## EXTRAIT DU TEXTE
######
Organisation et déroulement des Elections : Cafouillages au sommet

Si ce n’est pas un aveu d’échec, ça en a tous les attributs. Après le report prôné par Moustapha Diakhaté, c’est au tour de Macky Sall de saisir le Conseil constitutionnel pour permettre aux citoyens de voter avec des pièces autres que la nouvelle carte biométrique Cédeao. Une proposition vite rejetée par les partisans de Me Wade et Khalifa Sall.

Les élections législatives de dimanche prochain sont parties pour battre tous les records d’une organisation chaotique accompagnée de polémiques. Le retard sur le retrait des cartes électeurs reste le principal nœud gordien que le pouvoir n’arrive pas à trancher.

Organisation et déroulement des Elections

Ce qui veut dire que bon nombre de citoyens pourraient ne pas voter le jour du scrutin, faute de disposer du sésame. Ainsi, après avoir annoncé l’acheminement des cartes directement vers les lieux de vote, le régime actuel vient de prendre une nouvelle initiative pour contourner l’obstacle qui parait désormais insurmontable.

Dans un communiqué, le président de la République, après avoir rappelé les dispositions de l’article 3 et 4 de la constitution qui donne le droit de vote à tout citoyen, annonce la mesure prise pour que ce droit ne soit pas violé. ‘’Au regard des lenteurs notées dans le retrait des cartes d’identité biométriques, le président de la République a saisi le Conseil constitutionnel, par lettre en date du 24 juillet 2017, conformément à l’article 72 de la Constitution, sur la possibilité que les électeurs n’ayant pu retirer leur carte puissent voter aux élections législatives du 30 juillet 2017 (…)’’, fait savoir le Palais.

Dans cette proposition, il est prévu que le citoyen puisse se présenter à son bureau de vote avec l’une des pièces qui suit : une carte d’identité nationale numérisée, une carte d’électeur numérisée, un passeport, un permis de conduire ou un document d’immatriculation pour les primo-inscrits non détenteurs d’un des quatre premiers documents administratifs. ‘’Il faut rappeler qu’une telle éventualité avait été proposée par la société civile’’, se justifie Macky Sall, non sans préciser son attachement à ‘’d’élections transparentes, libres et démocratiques’’. À peine, le Palais a fini de rédiger le document que les opposants l’ont déchiré. De Koumpentoum où il est en campagne, la tête de liste de la Coalition Gagnante Wattu Senegaal n’a pas tardé à réagir. Selon le communiqué du PDS, Abdoulaye Wade ‘’a rejeté tout vote par l’utilisation de document ne pouvant permettre d’identifier un électeur ou prouver son inscription sur les listes électorales’’.
######
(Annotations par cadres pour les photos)

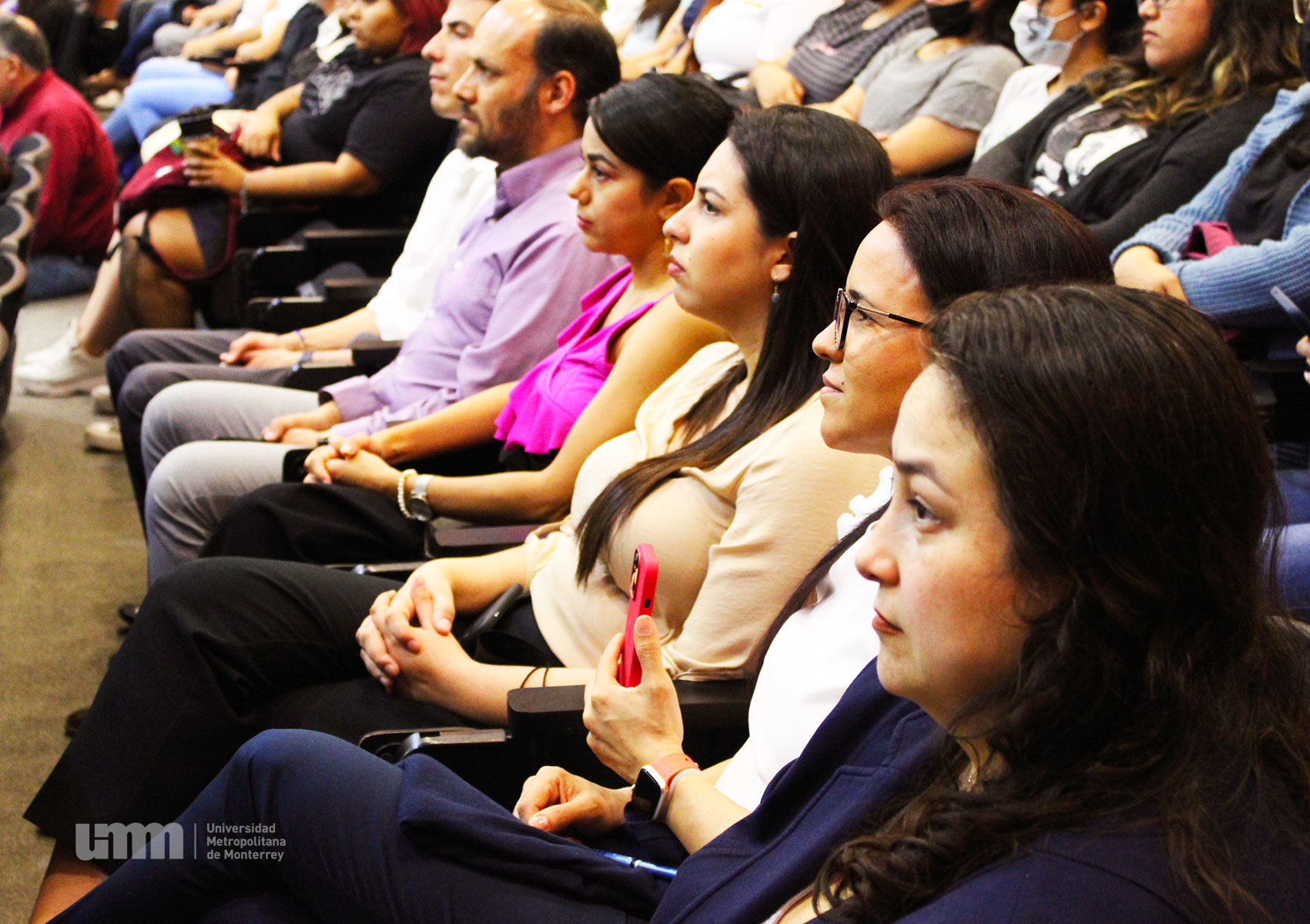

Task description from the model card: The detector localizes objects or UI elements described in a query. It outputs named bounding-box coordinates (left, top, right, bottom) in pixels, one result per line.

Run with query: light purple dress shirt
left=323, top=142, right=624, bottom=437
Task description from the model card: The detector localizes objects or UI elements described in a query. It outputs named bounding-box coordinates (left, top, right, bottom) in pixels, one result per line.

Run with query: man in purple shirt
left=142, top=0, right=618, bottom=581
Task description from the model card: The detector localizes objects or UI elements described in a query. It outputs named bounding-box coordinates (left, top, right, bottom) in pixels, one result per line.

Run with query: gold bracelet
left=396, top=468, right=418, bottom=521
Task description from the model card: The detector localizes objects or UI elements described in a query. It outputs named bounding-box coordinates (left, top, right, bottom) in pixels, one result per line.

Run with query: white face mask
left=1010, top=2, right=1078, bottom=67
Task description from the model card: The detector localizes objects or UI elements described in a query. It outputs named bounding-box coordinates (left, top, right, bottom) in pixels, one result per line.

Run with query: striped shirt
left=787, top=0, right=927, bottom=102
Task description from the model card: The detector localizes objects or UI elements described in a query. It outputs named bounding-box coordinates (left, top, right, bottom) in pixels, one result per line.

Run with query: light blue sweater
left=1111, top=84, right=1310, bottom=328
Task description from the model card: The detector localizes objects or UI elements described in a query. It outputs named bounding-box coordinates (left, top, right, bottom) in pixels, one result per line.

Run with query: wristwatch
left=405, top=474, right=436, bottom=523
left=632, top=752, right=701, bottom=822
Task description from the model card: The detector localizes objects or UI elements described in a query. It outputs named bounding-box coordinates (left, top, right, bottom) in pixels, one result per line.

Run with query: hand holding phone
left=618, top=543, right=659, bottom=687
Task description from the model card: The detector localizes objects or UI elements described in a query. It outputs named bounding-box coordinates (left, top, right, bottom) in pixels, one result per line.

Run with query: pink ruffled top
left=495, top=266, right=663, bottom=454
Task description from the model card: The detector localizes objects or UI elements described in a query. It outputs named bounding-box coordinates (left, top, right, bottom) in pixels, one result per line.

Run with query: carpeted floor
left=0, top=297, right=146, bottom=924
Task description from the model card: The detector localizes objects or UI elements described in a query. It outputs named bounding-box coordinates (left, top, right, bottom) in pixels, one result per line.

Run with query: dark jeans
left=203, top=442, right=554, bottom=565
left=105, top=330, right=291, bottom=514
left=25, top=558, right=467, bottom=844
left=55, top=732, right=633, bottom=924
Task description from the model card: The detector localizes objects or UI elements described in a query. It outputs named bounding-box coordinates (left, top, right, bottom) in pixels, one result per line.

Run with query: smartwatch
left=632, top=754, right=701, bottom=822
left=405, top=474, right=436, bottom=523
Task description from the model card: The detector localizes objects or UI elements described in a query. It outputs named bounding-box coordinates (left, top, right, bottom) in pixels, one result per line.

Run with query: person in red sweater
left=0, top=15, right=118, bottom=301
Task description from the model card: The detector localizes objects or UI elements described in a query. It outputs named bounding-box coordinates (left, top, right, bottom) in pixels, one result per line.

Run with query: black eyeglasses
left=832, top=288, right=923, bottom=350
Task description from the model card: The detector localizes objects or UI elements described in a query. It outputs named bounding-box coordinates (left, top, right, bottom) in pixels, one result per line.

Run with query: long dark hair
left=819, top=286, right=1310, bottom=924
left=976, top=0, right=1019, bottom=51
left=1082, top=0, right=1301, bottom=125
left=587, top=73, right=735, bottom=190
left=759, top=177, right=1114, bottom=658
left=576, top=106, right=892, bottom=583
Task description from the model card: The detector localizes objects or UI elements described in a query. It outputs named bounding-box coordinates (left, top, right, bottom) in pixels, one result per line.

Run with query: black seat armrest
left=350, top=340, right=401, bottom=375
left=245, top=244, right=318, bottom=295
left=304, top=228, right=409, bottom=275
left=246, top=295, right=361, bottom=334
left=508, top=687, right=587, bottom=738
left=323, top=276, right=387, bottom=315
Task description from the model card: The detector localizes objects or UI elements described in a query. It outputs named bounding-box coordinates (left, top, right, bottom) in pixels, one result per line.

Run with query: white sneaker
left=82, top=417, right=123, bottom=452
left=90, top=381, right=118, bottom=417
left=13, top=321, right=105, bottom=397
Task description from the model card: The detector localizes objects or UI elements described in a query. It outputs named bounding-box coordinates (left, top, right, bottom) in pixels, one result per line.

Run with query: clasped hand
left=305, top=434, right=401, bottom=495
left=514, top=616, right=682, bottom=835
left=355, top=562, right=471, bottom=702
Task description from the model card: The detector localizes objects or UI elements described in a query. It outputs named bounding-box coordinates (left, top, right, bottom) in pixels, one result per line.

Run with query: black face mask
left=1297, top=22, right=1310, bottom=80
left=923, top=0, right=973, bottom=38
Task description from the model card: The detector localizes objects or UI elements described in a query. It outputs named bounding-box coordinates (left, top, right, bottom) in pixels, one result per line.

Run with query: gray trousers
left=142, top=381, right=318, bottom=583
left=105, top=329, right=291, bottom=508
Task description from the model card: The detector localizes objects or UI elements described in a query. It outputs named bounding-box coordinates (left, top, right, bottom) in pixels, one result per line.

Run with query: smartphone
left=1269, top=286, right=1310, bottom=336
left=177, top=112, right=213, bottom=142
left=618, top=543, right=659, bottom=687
######
## CONSIGNES
1) Résumez l'article sur l'organisation des élections en deux phrases.
2) Recopiez à l'identique le passage de l'article qui commence aux mots « Les élections législatives » et se termine après les mots « parait désormais insurmontable. ».

## RÉPONSES
1) À l'approche des élections législatives du 30 juillet 2017, le retard dans le retrait des cartes d'électeur risque d'empêcher de nombreux citoyens de voter. Macky Sall a saisi le Conseil constitutionnel pour que l'on puisse voter avec d'autres pièces, comme un passeport ou un permis de conduire, mais les partisans d'Abdoulaye Wade et de Khalifa Sall ont rejeté cette proposition.

2)
Les élections législatives de dimanche prochain sont parties pour battre tous les records d’une organisation chaotique accompagnée de polémiques. Le retard sur le retrait des cartes électeurs reste le principal nœud gordien que le pouvoir n’arrive pas à trancher.

Organisation et déroulement des Elections

Ce qui veut dire que bon nombre de citoyens pourraient ne pas voter le jour du scrutin, faute de disposer du sésame. Ainsi, après avoir annoncé l’acheminement des cartes directement vers les lieux de vote, le régime actuel vient de prendre une nouvelle initiative pour contourner l’obstacle qui parait désormais insurmontable.